INFORMATION GIVEN:
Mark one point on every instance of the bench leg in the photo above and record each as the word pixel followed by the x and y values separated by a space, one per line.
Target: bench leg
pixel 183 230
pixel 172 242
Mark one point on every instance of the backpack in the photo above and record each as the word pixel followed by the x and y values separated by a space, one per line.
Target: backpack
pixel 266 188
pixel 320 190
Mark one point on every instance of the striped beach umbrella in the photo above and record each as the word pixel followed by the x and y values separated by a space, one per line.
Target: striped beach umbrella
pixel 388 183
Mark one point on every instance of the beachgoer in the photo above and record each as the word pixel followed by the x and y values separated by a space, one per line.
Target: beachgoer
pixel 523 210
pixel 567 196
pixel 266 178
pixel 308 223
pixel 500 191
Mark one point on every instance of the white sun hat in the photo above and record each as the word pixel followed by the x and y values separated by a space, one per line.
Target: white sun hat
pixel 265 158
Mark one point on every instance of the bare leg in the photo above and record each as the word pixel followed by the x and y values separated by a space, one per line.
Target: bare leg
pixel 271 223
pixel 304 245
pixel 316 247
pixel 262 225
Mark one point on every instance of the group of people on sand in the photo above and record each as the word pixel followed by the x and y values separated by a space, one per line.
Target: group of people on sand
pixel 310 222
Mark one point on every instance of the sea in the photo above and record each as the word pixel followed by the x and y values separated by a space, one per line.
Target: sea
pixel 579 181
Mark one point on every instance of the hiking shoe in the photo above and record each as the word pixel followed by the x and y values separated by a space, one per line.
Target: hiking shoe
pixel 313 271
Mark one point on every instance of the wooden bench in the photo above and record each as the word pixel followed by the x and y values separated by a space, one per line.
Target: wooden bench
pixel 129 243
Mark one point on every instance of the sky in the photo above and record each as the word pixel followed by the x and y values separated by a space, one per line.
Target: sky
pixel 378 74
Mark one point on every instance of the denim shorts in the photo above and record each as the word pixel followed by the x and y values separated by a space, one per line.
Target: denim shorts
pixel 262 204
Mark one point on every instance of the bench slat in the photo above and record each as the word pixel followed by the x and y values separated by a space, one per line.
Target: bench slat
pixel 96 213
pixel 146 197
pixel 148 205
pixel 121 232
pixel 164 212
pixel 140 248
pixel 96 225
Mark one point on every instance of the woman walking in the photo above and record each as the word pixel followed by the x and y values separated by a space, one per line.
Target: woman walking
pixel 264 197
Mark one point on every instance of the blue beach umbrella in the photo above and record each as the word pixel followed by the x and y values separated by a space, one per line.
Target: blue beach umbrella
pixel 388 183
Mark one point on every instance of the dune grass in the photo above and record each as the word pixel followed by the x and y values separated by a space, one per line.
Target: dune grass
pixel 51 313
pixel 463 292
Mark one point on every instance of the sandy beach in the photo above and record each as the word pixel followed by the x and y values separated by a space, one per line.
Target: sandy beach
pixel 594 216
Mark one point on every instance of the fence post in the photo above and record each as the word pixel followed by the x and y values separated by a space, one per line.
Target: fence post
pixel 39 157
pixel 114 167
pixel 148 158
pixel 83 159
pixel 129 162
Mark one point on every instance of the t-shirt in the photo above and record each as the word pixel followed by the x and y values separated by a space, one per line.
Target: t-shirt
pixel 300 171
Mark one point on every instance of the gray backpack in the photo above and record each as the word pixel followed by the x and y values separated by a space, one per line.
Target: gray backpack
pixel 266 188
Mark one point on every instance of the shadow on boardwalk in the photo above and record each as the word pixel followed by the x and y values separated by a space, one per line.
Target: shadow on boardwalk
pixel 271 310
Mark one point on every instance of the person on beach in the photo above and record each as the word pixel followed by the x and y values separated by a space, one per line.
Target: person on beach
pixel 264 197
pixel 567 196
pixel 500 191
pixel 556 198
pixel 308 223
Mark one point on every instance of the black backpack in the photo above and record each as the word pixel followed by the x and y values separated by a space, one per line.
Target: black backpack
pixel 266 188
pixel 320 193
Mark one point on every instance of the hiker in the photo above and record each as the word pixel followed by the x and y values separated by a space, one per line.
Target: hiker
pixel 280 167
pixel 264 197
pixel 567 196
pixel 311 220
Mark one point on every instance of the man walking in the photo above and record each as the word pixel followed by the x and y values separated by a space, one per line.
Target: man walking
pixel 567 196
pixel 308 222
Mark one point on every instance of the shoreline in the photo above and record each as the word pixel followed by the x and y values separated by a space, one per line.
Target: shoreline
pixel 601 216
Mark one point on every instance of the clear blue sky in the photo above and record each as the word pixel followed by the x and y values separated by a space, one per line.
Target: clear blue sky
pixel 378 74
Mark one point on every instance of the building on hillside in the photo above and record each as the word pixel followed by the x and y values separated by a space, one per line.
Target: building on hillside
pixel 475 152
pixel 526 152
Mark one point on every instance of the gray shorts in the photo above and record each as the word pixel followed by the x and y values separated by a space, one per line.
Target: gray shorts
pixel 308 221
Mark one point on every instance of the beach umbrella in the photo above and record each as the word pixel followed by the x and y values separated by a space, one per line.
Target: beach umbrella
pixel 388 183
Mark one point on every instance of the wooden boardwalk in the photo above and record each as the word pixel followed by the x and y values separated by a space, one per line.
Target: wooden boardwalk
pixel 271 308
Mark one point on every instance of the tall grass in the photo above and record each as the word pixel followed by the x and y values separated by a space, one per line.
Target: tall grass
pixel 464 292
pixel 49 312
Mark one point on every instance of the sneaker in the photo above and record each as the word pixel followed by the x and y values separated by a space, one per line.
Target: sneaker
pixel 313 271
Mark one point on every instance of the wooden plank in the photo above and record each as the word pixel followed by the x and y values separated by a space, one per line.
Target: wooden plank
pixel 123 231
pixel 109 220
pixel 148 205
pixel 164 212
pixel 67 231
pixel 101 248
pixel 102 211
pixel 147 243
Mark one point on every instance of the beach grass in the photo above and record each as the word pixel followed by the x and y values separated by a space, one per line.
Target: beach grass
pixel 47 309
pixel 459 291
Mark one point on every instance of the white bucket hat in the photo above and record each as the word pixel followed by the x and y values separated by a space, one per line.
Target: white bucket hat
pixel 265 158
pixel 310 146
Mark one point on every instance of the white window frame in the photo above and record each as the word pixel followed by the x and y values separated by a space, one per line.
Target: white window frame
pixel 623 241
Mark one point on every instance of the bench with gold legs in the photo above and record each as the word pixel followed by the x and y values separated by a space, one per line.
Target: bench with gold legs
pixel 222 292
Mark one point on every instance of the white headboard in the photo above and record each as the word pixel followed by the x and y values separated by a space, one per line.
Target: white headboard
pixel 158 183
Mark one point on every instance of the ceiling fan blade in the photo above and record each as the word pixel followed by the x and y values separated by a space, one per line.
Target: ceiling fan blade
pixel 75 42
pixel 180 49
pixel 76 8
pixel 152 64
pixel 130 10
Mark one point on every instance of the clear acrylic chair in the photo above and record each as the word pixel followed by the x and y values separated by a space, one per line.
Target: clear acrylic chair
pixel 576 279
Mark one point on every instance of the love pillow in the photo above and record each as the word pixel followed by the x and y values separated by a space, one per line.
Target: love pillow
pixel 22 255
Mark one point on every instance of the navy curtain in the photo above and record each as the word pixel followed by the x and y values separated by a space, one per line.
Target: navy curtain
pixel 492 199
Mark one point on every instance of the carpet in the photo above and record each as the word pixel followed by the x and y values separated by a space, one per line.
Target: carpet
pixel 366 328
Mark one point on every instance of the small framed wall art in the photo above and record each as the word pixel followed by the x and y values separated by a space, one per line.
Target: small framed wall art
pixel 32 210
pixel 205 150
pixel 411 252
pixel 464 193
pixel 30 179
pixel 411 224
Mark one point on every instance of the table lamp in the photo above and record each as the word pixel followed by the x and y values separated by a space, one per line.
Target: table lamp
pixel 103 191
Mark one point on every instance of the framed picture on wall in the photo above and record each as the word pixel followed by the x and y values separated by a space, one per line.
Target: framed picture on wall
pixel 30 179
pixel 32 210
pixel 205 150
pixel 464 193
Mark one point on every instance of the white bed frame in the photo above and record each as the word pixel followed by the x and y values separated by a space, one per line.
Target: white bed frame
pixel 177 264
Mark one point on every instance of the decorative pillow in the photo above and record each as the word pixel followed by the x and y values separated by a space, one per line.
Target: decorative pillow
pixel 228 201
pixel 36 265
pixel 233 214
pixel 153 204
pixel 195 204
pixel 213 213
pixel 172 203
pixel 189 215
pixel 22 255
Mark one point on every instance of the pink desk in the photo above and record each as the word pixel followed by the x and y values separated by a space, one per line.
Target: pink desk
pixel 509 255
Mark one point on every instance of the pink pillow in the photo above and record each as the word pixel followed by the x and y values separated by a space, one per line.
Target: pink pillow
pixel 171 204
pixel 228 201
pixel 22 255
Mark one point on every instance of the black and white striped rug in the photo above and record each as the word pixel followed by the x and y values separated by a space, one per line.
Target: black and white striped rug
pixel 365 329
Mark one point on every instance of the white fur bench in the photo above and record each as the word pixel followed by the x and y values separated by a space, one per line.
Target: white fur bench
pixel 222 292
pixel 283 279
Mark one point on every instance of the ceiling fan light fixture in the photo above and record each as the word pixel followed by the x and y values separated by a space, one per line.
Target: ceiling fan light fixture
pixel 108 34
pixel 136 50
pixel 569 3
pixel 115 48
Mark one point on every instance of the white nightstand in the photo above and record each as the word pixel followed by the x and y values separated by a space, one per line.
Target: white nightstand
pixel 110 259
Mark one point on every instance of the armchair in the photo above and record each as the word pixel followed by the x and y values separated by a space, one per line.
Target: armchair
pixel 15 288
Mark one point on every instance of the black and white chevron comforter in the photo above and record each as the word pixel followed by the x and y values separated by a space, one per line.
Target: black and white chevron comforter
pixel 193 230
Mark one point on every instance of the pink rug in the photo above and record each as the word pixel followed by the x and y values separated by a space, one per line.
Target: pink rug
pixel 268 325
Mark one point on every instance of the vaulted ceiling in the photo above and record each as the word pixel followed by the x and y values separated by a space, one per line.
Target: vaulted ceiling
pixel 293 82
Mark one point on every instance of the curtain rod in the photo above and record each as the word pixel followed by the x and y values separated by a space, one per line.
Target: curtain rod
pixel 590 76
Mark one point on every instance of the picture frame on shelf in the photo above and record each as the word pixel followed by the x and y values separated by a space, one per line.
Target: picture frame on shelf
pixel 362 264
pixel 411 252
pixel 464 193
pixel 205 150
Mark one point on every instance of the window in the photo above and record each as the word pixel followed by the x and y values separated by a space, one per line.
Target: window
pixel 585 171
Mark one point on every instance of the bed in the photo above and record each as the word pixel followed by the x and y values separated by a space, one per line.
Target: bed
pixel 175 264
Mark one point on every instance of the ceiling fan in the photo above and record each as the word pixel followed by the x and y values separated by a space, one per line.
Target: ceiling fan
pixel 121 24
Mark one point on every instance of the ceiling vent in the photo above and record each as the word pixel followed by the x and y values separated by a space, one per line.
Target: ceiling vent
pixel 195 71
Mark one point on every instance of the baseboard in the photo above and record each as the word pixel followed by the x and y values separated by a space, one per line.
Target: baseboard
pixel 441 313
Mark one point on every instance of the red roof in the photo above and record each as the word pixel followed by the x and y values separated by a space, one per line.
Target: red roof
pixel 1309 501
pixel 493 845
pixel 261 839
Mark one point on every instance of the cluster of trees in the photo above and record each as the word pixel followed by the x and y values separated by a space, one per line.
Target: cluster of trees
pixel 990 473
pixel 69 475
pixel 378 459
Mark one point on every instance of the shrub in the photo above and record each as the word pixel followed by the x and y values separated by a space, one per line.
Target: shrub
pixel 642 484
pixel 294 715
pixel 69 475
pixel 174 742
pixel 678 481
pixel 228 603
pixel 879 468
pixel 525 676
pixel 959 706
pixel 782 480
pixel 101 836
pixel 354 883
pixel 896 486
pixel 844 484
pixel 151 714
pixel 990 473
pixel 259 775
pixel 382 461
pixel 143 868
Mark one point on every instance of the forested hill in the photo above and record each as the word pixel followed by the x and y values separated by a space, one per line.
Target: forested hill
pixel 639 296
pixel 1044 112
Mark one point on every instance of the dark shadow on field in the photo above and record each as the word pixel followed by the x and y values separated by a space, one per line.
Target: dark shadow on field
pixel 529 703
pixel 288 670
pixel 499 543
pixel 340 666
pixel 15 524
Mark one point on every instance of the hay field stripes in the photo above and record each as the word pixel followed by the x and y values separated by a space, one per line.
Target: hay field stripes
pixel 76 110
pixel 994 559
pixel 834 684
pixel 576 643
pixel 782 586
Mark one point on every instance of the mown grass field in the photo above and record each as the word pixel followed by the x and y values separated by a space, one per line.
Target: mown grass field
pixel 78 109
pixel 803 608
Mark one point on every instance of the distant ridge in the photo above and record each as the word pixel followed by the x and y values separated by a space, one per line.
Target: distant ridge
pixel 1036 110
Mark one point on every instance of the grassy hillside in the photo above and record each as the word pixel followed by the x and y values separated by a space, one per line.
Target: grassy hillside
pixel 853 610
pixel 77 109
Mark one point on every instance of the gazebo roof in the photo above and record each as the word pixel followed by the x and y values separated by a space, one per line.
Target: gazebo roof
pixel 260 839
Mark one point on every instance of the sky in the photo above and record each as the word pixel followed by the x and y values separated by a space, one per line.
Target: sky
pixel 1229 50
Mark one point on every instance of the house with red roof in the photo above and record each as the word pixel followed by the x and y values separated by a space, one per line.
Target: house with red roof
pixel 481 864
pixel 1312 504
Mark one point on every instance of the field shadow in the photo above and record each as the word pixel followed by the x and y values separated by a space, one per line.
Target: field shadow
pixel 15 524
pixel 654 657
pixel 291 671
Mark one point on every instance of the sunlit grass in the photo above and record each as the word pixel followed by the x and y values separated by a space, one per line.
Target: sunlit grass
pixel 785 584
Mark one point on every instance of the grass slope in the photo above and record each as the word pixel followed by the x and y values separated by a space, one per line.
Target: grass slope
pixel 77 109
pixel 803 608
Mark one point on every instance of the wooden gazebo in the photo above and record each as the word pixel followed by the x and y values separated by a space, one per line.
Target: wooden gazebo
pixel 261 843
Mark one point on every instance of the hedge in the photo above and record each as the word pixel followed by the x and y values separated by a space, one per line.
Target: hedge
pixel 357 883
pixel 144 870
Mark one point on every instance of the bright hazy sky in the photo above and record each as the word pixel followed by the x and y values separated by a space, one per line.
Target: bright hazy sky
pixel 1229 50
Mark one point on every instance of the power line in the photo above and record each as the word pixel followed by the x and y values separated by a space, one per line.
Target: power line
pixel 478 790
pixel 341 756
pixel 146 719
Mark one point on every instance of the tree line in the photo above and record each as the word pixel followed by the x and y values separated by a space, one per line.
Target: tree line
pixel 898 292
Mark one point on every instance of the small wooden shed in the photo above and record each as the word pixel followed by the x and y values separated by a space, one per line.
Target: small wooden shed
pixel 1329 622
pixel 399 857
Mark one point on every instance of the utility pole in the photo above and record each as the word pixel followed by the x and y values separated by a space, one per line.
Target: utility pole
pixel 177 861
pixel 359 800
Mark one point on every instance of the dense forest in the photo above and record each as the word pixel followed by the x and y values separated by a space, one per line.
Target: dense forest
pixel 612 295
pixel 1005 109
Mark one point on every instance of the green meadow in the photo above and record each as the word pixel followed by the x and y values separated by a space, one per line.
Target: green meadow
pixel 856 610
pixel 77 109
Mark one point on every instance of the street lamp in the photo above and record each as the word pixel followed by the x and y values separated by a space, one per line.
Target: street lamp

REQUIRED WORK:
Rewrite the part of the records that opens with the line containing "Mark one point on every instance of the white nightstand" and closes with the line containing "pixel 268 325", switching "pink rug" to "gray rug" wherever it occurs and leaving everything else unchanged.

THE RESPONSE:
Mark one point on every instance of the white nightstand in the photo above and record each as the word pixel followed by the x and y values separated by a space, one per line.
Target: white nightstand
pixel 110 259
Mark one point on every instance of the armchair in the photo above and record each as the word pixel followed by the x and y values separated by a space, one per line.
Target: armchair
pixel 15 288
Mark one point on every instance of the black and white chevron comforter in the photo above and record each as the word pixel followed by the x and y values separated by a space, one per line.
Target: black and white chevron comforter
pixel 193 230
Mark one point on every instance of the gray rug in the photo above and record each as the word pixel followed by the x and y values separated by a space, one per line.
Target: gray rug
pixel 268 325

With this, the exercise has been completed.